Selected excerpt -
Crawling the Web

Websites as a source of information

I tried extracting information from HTML pages by writing Python code. This is what I had to think through to process the data. TLDR; It worked mostly, but I still had to do some manual editing. I should have written more exploratory code to find out what I'm getting into first, before writing code to do the actual task. Next time.

Also, I'm using the Chrome browser, and if you're not, these instructions will vary.

An example

I decided to get CIA Factbook data from [CIA factbook]. Initially, I considered the option of using a web crawler to get the data. Here's some information on what a webcrawler should consider.

robots.txt

Downloading data from a website is not as easy as it looks. Each website has a robots.txt file that will show you which areas of the site your software can go to, and which areas it cannot. Here's an example of the file from Yahoo:

User-agent: *
Disallow: /p/
Disallow: /r/
Disallow: /bin/
Disallow: /includes/
Disallow: /blank.html
Disallow: /_td_api
Disallow: /_tdpp_api
Disallow: /_remote
Disallow: /_multiremote
Disallow: /_tdhl_api
Disallow: /digest
Disallow: /fpjs
Disallow: /myjs

As you can see, there are many parts of the Yahoo website that a robot may not go. Anything that is not disallowed, is considered open for web crawlers. If the website wanted to not allow any robots at all, it would put this in the robots.txt file: User-agent: * Disallow: /

User-agent

The user-agent data can be easily spoofed, and is not considered as important. To find your user-agent, look in your browser. For Chrome:

1. Open the "Developer Tools"
2. Select the "Network" tab
3. Load Google's home page. You will see a lot of scrolling in  the Network tab.
4. Select the topmost item in the list (this will be the GET request to google.com).
5. On the "Request Headers" - click "view source".
6. Check the "User-Agent" line that is added by your browser. In my case, the user-agent was:
Mozilla/5.0 (Macintosh; Intel Mac OS X 10_14_0) AppleWebKit/537.36 (KHTML, like Gecko) Chrome/70.0.3538.77 Safari/537.36

Delay

Now that you can visit some of Yahoo's website, you must make sure that you don't hit it too often. It is better to put a delay between visits - probably something more than a minute This way, the website owners will not block you from visiting.

Given records -
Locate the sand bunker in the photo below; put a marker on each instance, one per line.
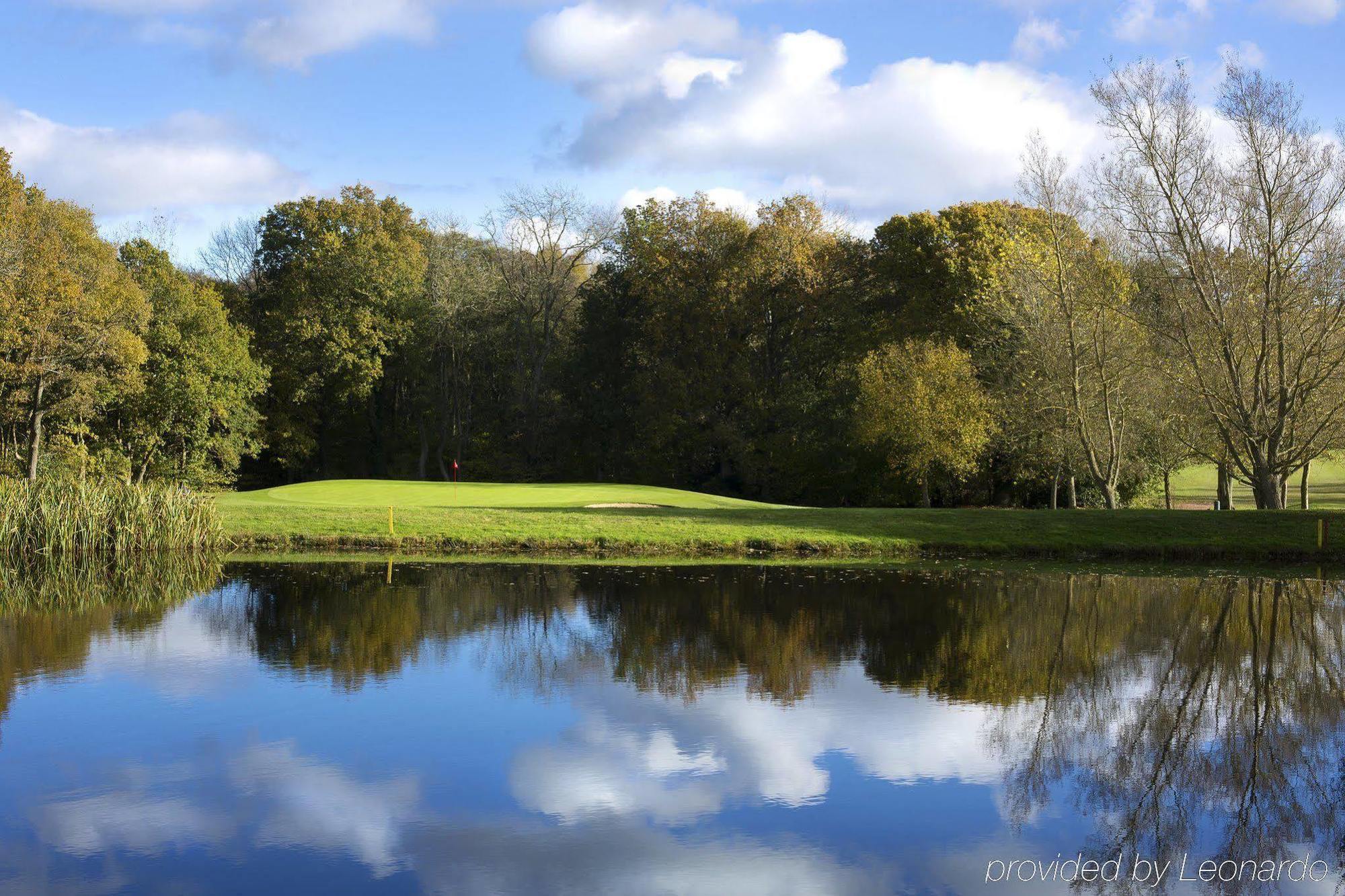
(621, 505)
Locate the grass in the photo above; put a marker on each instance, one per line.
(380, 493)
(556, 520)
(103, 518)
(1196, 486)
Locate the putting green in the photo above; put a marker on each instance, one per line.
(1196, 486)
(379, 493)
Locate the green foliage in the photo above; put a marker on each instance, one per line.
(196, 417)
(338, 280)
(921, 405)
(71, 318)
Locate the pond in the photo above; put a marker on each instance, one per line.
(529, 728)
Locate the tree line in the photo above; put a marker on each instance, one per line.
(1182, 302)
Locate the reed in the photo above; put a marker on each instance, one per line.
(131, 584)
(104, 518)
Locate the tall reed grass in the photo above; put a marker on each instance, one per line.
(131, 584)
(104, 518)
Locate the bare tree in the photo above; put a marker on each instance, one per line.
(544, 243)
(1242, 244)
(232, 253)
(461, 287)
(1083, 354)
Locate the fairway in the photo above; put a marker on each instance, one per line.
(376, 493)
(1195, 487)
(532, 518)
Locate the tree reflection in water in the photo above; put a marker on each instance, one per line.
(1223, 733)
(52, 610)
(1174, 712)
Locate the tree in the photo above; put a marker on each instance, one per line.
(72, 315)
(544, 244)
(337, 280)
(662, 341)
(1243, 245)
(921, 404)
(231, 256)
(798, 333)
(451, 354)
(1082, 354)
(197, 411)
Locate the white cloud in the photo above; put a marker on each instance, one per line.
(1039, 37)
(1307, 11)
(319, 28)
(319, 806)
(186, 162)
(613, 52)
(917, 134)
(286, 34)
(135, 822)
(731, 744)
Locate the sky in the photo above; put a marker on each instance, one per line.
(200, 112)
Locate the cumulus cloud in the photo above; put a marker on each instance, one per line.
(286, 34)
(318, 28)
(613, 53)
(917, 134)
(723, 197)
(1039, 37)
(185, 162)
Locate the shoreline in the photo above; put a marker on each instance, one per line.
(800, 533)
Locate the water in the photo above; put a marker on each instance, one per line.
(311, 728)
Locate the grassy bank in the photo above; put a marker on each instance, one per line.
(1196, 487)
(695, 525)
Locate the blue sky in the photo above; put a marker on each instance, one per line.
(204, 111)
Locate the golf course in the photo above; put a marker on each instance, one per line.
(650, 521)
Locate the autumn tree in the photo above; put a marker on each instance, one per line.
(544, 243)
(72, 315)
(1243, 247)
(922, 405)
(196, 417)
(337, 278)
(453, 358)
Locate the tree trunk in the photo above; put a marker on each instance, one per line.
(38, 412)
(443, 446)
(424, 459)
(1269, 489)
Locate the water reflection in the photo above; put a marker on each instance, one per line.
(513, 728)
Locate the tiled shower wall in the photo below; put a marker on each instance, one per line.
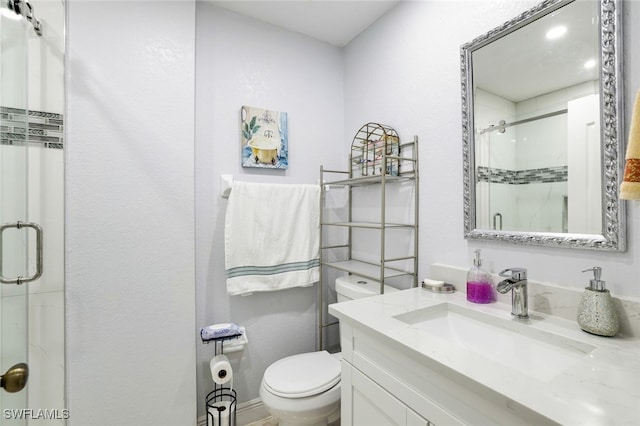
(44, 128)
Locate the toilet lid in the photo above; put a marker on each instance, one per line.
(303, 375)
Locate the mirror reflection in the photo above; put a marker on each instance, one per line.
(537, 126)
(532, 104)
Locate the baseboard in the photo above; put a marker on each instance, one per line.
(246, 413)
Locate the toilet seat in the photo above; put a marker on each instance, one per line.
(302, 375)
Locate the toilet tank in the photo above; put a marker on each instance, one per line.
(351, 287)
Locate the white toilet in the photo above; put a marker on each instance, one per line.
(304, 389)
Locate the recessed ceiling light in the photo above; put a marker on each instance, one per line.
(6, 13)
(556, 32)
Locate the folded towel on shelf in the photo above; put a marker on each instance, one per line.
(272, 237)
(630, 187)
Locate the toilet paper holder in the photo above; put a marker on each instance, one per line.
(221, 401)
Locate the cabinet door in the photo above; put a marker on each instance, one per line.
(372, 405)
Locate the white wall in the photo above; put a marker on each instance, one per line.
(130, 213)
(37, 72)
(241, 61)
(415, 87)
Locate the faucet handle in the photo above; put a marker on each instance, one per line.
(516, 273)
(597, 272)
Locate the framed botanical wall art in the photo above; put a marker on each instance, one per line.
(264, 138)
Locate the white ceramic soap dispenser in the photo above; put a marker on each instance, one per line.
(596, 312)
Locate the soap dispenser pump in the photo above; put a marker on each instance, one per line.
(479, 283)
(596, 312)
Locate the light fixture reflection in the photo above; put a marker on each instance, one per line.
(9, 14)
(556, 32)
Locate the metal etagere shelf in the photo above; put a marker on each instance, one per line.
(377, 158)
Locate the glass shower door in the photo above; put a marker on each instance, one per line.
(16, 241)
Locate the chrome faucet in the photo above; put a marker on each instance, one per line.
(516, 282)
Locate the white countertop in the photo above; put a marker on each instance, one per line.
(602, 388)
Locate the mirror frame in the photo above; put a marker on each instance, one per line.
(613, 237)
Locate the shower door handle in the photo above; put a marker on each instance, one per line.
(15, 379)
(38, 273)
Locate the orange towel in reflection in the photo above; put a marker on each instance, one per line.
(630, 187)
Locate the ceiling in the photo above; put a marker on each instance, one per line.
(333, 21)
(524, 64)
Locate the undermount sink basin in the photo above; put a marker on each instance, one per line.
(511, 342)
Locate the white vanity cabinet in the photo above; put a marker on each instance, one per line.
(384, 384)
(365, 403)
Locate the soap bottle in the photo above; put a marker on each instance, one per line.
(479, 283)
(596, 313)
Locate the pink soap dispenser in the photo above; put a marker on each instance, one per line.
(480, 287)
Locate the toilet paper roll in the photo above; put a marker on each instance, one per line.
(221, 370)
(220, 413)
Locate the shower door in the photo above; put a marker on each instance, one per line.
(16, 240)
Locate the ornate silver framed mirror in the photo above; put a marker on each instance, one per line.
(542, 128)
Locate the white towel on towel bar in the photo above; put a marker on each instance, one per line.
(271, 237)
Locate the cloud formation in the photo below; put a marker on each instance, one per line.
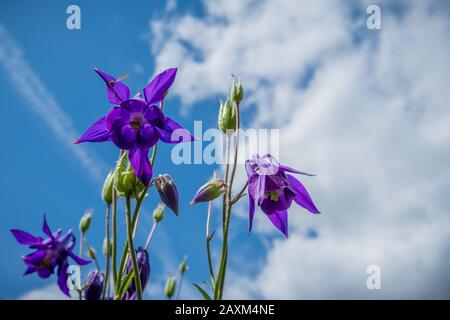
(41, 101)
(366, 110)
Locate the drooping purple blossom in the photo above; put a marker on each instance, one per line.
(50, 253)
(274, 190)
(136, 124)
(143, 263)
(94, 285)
--
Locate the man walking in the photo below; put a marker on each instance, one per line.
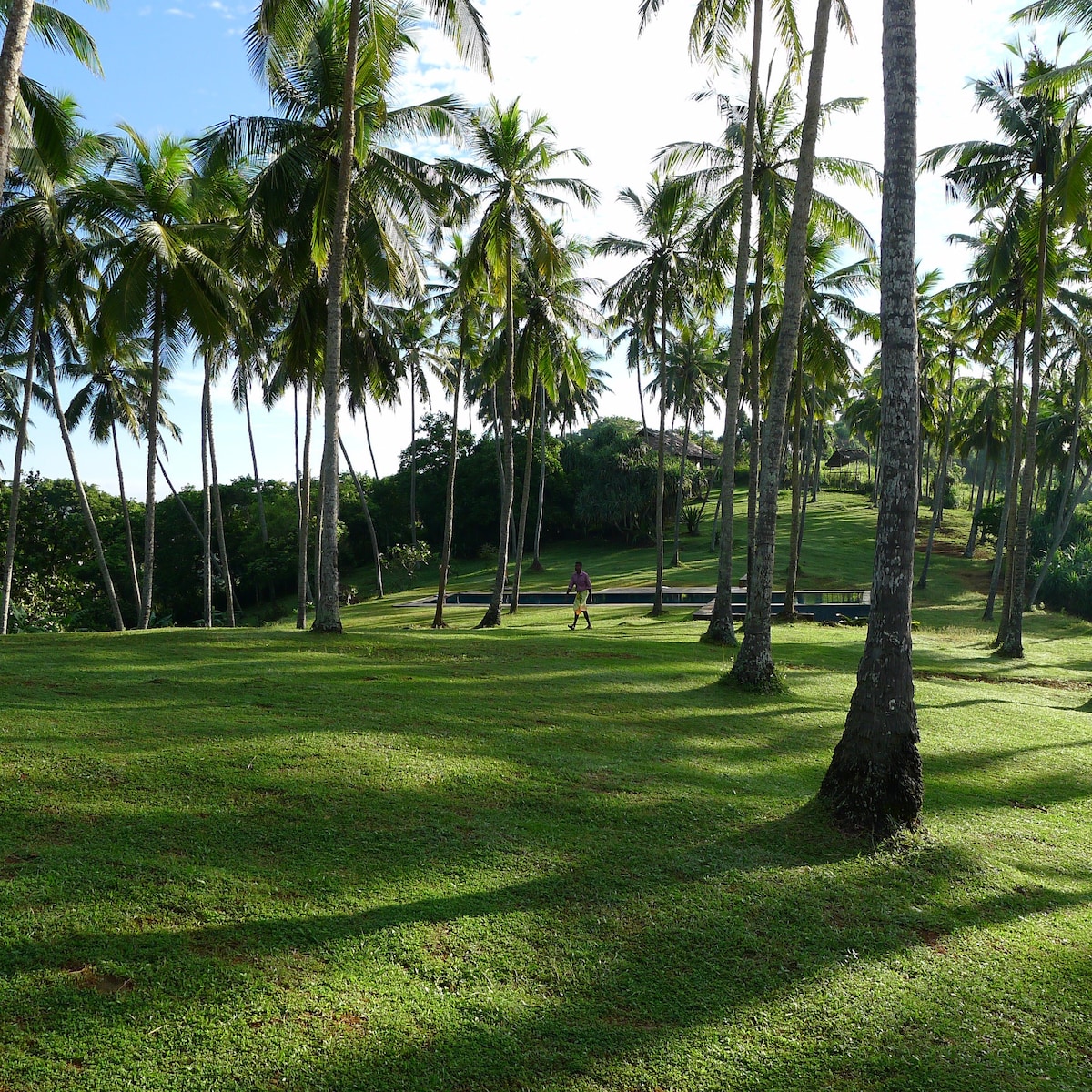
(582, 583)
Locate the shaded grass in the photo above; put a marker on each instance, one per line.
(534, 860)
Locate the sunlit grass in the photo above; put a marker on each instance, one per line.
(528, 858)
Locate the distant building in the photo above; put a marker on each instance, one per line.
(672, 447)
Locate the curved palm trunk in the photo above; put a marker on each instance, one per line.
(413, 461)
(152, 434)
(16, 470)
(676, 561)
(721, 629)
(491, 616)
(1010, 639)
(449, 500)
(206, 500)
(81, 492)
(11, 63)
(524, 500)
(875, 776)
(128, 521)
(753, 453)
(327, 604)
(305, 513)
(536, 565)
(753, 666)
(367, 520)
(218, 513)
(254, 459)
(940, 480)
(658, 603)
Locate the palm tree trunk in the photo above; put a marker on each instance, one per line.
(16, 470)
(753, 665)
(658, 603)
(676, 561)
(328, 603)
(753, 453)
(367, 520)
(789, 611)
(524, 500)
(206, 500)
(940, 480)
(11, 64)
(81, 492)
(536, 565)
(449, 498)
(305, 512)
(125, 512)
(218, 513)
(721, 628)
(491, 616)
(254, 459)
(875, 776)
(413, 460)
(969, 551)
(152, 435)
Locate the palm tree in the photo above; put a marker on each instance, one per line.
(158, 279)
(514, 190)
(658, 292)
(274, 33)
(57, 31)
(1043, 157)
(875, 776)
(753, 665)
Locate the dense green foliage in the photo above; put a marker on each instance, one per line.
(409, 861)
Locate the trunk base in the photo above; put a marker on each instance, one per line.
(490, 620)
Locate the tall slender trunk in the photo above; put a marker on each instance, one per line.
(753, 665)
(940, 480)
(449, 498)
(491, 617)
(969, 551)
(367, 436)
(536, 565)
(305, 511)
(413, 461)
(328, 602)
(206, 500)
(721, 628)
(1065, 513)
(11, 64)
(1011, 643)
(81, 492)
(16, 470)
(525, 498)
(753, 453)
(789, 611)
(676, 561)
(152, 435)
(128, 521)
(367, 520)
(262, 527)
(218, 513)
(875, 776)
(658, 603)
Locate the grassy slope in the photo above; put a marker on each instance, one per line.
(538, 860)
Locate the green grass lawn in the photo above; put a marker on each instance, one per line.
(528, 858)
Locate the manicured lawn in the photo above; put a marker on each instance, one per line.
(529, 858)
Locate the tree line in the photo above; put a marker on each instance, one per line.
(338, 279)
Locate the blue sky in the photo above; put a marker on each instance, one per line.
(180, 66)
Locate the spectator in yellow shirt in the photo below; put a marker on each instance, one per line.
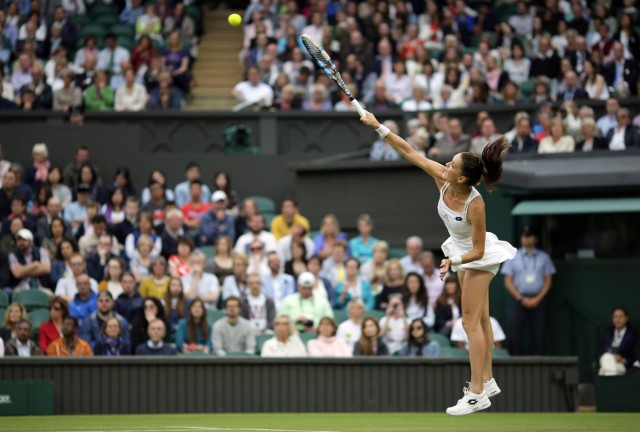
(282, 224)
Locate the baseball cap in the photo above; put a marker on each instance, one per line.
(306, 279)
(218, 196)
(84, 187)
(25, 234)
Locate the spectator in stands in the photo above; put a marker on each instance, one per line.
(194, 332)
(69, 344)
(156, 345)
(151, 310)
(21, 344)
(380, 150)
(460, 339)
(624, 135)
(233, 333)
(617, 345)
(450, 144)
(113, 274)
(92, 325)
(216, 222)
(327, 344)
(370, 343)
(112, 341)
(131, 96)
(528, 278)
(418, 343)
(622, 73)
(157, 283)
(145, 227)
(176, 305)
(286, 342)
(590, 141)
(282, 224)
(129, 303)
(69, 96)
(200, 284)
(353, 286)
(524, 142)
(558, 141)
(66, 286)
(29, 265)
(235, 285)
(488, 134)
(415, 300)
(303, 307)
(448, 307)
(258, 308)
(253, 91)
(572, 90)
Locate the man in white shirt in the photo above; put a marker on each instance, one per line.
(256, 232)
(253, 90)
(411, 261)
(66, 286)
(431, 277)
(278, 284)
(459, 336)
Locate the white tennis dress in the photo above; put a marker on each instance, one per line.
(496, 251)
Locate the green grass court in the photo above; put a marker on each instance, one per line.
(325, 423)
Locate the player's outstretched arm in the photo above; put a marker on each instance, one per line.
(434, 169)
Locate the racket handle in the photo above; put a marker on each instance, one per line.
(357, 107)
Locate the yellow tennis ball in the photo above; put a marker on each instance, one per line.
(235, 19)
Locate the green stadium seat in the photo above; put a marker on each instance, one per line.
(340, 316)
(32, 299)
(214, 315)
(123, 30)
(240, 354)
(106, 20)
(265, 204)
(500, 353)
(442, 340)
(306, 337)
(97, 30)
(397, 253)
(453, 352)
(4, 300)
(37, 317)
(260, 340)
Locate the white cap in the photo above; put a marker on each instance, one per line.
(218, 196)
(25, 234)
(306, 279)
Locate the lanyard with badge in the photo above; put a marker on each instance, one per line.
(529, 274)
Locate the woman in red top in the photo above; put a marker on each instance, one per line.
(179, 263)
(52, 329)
* * *
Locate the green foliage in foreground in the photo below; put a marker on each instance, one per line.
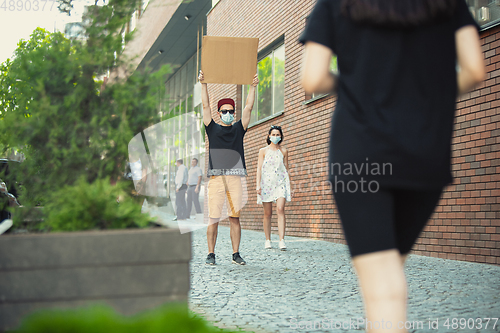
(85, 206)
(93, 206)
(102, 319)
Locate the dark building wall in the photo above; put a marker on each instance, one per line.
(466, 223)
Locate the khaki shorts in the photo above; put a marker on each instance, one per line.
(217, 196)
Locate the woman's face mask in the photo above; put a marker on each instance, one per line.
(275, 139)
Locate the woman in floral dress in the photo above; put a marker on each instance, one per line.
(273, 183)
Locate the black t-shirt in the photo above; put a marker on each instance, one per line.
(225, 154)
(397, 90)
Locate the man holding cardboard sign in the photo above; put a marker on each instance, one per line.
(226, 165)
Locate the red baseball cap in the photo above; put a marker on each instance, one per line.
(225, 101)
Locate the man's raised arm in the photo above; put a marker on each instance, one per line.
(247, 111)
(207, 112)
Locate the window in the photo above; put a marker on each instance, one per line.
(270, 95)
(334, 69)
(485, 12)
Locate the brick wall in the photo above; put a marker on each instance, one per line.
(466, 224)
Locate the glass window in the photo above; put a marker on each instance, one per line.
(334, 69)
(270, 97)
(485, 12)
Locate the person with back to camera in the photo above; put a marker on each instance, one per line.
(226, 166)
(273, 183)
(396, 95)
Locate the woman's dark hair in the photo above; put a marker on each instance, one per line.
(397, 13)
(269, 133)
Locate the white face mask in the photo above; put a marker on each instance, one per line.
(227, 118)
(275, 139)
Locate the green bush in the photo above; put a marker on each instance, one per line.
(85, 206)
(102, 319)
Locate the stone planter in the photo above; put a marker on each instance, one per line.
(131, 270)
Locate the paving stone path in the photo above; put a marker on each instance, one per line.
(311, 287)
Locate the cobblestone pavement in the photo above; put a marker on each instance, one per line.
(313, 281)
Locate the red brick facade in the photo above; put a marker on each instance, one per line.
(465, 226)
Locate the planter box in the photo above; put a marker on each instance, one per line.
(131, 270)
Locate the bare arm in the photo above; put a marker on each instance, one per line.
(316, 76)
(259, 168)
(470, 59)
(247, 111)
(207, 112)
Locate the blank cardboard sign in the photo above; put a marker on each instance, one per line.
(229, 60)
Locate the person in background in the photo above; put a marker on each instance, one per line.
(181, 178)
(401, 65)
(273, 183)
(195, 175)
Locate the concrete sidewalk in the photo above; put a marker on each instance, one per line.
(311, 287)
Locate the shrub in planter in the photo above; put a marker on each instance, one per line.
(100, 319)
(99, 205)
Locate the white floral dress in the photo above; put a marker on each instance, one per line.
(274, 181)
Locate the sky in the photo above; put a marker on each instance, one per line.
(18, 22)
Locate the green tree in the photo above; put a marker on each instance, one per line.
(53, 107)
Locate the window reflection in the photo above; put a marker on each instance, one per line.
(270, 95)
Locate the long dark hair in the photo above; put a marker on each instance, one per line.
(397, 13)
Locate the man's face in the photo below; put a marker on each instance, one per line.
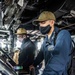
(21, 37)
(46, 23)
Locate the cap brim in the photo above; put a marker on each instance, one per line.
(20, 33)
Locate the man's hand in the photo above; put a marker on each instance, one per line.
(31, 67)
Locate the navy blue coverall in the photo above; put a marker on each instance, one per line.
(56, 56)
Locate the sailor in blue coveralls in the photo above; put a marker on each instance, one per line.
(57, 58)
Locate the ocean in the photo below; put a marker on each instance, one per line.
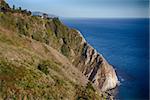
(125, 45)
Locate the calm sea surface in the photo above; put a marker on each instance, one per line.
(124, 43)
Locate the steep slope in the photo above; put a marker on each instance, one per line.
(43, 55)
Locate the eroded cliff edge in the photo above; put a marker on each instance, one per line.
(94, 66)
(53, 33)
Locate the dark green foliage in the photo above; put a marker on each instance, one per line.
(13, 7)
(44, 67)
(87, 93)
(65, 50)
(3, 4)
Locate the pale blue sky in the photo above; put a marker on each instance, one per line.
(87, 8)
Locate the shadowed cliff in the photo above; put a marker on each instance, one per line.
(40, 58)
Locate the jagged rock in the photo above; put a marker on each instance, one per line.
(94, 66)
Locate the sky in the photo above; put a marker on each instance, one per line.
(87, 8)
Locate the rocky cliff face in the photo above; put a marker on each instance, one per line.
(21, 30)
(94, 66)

Written instruction -
Copy the passage of the web crawling text above word for word, starting at "6. Check the" and ending at "you from visiting.".

Task output -
6. Check the "User-Agent" line that is added by your browser. In my case, the user-agent was:
Mozilla/5.0 (Macintosh; Intel Mac OS X 10_14_0) AppleWebKit/537.36 (KHTML, like Gecko) Chrome/70.0.3538.77 Safari/537.36

Delay

Now that you can visit some of Yahoo's website, you must make sure that you don't hit it too often. It is better to put a delay between visits - probably something more than a minute This way, the website owners will not block you from visiting.